## EXERCISE PROMPT
Count the lines in the material below that contain the word "hill". Reply with the number alone.

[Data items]
>>

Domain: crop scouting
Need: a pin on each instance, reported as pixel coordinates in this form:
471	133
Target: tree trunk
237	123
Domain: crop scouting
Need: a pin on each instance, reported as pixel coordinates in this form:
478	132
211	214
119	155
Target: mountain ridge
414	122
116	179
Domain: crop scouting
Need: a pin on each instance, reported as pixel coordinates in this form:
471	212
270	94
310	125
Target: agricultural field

<<
>>

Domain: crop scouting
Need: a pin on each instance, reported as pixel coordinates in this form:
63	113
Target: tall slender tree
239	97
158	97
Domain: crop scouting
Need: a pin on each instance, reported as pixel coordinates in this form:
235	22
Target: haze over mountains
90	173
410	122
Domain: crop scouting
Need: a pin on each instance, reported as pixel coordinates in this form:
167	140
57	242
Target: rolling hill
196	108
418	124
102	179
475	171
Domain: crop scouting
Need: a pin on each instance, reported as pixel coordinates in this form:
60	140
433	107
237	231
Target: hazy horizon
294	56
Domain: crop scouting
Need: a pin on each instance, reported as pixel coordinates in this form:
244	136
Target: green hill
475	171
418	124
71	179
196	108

<<
>>

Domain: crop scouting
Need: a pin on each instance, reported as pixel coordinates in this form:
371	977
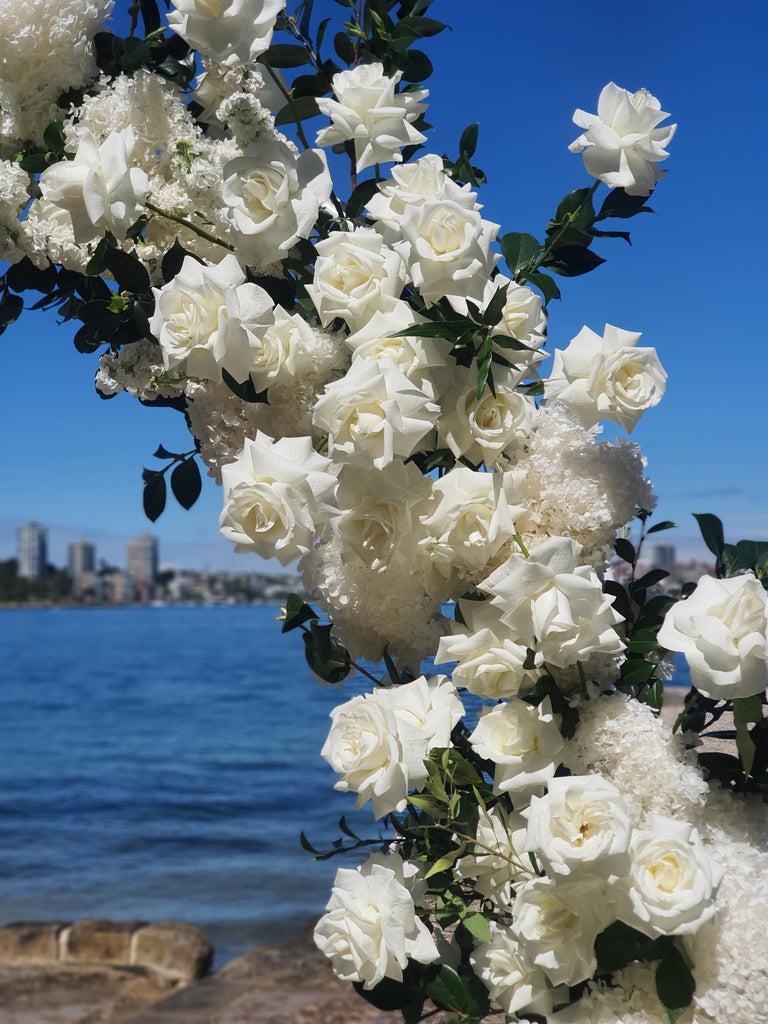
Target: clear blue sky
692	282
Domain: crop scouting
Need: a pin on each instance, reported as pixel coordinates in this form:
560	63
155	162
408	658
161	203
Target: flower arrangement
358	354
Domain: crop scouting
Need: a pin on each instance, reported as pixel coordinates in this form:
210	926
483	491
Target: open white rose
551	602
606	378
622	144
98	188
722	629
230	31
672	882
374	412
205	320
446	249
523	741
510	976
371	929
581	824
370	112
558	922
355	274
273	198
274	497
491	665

<<

## RESPONSE FOR THIS EXERCISE
2